-- Task item --
Which of the lines below mention the word "every"? Pull each one out.

-- Supplied material --
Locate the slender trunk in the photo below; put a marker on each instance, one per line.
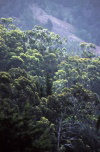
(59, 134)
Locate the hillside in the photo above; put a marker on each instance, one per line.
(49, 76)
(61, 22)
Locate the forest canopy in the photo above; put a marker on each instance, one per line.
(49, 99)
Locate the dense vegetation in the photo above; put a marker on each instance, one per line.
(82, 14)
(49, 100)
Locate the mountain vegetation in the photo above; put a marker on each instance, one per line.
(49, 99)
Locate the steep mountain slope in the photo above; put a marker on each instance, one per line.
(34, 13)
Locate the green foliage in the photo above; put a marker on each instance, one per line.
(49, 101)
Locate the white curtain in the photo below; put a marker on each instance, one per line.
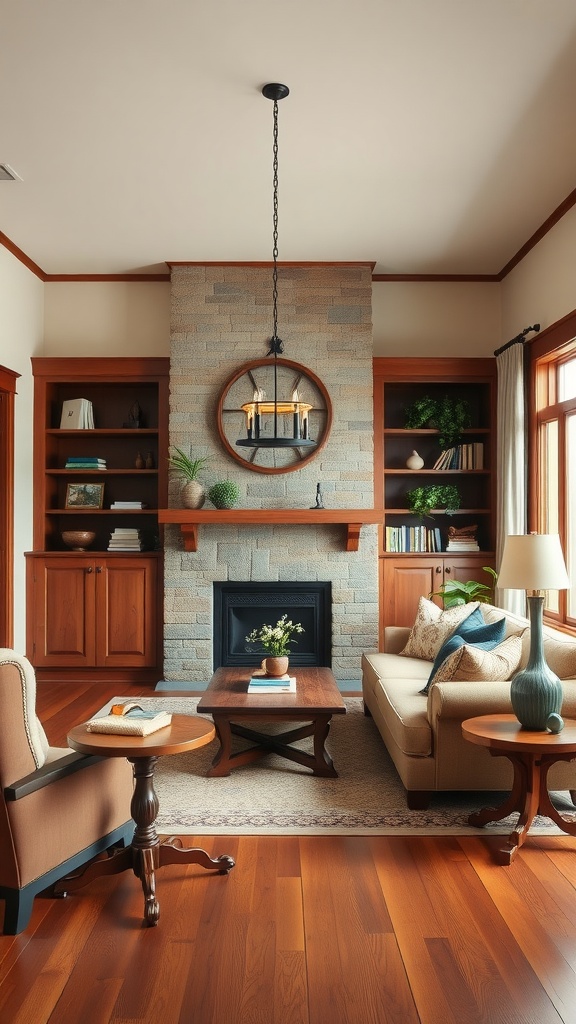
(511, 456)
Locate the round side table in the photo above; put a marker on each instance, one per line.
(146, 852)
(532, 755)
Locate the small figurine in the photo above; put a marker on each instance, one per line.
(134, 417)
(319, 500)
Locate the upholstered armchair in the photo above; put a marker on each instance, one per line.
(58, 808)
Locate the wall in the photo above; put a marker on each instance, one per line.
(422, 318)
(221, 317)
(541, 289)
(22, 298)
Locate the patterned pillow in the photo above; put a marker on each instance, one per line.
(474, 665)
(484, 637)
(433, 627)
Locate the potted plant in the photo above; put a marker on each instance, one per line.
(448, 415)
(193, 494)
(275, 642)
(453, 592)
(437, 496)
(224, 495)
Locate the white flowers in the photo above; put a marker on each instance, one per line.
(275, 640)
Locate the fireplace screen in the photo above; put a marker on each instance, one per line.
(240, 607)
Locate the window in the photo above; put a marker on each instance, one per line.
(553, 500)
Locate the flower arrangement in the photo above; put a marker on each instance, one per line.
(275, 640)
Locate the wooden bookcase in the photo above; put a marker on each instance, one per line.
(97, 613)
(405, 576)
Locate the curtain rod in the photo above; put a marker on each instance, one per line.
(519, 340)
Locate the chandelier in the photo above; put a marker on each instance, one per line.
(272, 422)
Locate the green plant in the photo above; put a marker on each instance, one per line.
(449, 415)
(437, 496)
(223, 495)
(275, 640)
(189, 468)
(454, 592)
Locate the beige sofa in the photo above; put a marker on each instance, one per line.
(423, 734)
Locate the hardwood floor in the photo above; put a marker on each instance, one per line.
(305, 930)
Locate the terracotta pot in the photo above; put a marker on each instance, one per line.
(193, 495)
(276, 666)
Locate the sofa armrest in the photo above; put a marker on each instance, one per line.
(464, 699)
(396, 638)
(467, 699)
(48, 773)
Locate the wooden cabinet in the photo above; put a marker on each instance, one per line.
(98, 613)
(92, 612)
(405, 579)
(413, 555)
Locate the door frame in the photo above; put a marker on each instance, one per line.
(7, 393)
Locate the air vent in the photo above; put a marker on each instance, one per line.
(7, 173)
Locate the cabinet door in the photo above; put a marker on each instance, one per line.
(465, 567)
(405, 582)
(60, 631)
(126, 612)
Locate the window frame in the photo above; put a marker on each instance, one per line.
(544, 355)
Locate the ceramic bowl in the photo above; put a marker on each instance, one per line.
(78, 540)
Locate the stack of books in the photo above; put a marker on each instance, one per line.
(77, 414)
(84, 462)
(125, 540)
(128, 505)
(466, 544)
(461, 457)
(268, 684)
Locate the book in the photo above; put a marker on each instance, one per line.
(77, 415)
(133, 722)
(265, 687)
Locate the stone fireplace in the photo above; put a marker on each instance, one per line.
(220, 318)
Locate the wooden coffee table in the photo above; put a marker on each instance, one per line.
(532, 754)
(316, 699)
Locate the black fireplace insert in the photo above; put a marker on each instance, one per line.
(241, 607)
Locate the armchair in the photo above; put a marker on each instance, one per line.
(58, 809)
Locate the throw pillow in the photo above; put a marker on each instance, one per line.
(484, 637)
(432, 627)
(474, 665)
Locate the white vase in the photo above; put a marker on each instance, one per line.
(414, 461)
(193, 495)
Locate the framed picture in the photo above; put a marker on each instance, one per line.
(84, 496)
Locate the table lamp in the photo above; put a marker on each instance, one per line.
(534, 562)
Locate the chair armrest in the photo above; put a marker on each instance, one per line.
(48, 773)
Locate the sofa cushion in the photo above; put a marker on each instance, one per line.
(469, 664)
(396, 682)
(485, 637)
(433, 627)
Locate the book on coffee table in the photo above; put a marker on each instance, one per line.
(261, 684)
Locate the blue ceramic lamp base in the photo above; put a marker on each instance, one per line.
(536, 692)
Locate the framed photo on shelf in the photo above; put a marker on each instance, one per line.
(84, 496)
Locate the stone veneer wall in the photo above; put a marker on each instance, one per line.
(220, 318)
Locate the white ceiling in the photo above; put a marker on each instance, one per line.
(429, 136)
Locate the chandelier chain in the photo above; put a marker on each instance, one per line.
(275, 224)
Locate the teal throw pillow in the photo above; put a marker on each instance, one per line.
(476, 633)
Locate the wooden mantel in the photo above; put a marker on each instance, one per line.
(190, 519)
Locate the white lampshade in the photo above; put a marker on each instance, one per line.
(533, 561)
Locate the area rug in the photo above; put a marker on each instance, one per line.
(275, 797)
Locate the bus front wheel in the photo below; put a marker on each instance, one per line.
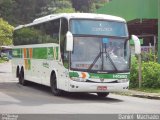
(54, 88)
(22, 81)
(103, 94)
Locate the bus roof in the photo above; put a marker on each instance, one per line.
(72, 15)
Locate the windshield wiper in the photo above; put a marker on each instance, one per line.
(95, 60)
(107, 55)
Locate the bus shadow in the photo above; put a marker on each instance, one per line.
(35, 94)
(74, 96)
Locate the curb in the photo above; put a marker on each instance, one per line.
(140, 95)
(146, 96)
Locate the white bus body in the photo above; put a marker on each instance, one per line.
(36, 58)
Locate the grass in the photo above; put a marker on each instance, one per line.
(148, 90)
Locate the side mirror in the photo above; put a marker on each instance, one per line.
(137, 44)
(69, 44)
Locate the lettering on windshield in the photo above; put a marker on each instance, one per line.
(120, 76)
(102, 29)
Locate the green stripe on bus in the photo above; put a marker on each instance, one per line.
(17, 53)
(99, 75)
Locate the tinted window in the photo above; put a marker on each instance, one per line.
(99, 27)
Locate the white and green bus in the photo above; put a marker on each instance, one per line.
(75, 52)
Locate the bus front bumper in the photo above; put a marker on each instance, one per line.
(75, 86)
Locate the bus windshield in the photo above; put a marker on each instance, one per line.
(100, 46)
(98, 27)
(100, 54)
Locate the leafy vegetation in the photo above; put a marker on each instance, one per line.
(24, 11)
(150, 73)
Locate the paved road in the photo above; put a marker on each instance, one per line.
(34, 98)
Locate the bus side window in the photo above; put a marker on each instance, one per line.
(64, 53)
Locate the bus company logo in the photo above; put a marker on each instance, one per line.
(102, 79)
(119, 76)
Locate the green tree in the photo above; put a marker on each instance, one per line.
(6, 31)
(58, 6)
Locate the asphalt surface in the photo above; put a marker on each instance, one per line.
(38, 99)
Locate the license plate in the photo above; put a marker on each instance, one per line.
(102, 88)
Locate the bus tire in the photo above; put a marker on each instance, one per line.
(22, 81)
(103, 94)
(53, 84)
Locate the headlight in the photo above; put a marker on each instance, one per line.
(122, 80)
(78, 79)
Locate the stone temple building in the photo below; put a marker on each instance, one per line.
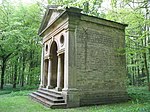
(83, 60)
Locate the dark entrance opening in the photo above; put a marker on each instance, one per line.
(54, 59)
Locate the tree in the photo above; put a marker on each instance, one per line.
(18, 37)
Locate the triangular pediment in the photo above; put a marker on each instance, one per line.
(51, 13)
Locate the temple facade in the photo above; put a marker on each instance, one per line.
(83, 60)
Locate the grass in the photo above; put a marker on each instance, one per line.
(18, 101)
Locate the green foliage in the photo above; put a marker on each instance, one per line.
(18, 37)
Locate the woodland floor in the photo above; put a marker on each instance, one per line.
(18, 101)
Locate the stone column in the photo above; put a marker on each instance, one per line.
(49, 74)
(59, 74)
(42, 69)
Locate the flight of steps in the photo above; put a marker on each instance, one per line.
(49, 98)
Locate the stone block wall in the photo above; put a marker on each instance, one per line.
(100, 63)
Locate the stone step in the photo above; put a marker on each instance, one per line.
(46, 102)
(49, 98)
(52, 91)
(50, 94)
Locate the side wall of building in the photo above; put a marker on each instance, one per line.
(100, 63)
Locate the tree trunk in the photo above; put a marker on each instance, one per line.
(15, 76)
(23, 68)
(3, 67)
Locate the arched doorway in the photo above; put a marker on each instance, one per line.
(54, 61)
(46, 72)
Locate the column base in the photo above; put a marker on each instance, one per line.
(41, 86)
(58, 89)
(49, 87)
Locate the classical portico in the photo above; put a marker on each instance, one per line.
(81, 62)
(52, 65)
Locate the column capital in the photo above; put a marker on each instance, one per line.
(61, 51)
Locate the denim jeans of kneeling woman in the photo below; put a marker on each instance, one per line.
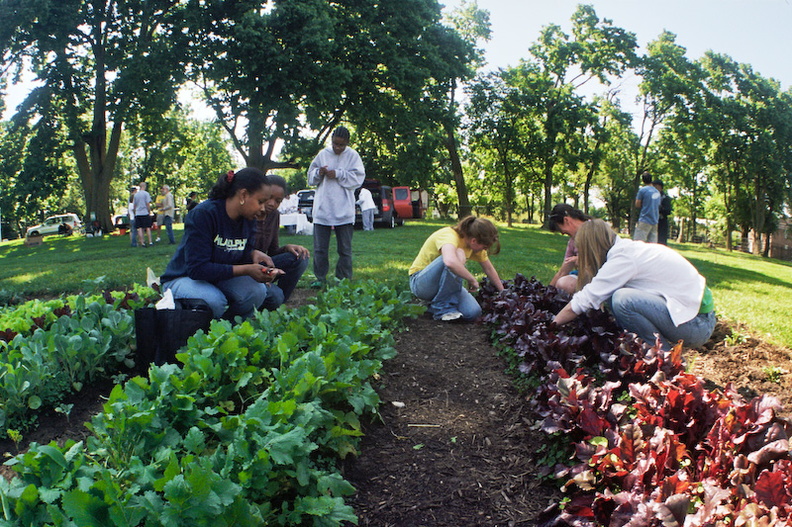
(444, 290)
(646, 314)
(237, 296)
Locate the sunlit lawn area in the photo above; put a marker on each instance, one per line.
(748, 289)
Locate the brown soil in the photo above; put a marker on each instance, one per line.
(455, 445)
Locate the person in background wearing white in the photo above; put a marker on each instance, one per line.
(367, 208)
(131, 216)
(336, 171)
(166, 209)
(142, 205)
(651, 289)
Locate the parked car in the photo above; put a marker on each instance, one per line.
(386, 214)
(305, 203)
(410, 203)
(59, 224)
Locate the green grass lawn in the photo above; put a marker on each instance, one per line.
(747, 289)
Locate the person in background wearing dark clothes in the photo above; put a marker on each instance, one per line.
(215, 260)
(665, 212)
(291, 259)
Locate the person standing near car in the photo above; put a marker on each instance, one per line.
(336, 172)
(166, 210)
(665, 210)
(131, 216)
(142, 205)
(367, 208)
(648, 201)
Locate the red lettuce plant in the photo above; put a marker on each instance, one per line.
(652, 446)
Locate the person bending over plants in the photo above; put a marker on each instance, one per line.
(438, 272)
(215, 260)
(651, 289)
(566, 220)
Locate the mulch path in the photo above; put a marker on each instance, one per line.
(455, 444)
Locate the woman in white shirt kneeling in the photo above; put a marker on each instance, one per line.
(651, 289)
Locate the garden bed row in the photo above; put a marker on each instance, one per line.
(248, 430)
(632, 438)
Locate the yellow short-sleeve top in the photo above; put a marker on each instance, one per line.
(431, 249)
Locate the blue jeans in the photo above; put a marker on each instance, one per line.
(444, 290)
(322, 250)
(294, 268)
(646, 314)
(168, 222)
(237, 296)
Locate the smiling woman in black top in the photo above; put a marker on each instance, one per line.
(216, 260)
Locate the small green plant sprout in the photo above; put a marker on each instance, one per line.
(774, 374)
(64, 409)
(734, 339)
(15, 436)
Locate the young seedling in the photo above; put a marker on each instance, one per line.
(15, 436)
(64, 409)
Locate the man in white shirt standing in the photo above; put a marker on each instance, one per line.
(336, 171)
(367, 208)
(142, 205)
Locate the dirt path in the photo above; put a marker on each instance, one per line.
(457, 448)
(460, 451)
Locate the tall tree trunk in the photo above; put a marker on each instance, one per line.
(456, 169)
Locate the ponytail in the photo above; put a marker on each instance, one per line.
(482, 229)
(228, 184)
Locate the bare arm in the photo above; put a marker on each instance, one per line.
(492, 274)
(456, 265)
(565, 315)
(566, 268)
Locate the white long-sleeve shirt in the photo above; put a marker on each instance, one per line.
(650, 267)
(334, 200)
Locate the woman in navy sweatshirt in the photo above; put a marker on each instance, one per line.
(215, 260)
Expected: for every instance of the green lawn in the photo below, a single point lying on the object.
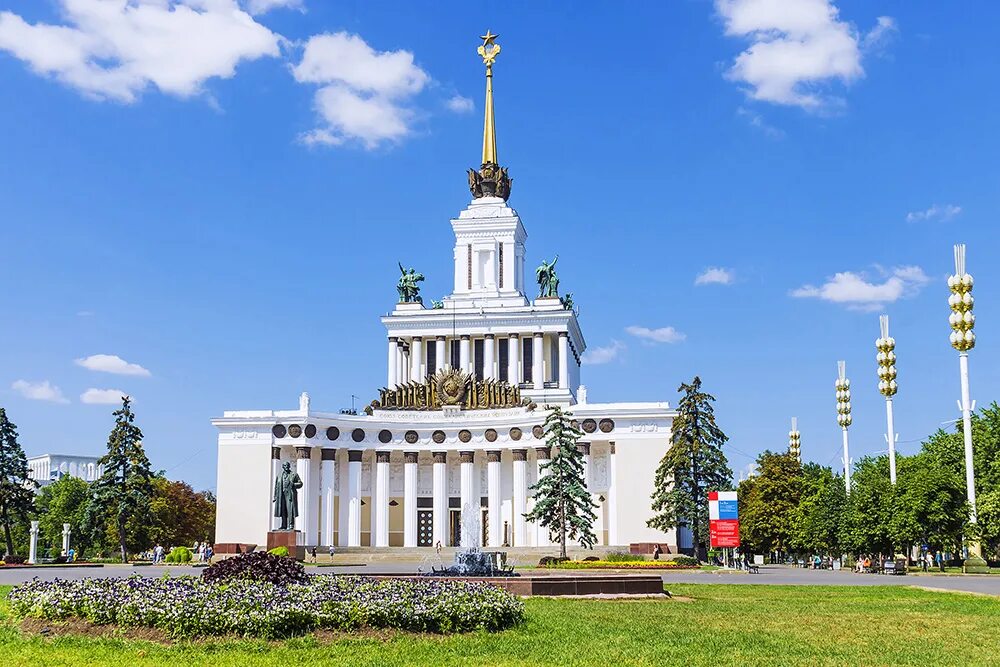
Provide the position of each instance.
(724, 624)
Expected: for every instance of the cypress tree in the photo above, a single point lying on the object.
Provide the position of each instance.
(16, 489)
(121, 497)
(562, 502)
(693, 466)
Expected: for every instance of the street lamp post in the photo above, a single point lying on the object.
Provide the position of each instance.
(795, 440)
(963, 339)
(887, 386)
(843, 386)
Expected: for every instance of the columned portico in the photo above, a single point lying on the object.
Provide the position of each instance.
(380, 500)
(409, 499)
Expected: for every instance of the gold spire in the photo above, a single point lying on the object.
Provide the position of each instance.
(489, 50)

-- Answer box --
Expected: for every instance of the green lawn in the photo below, a single point lying on the object.
Expected: for every instance of the cypress tree in the photo above, a single point lying on the object.
Expected: for every instance of the street lamp post in the photo above, a single point lying on the object.
Expected: for every instance of the columned portico in the photo above, a single point lying on the object.
Expected: for every instance of the gold spire in the photo above, a single point lying on the object.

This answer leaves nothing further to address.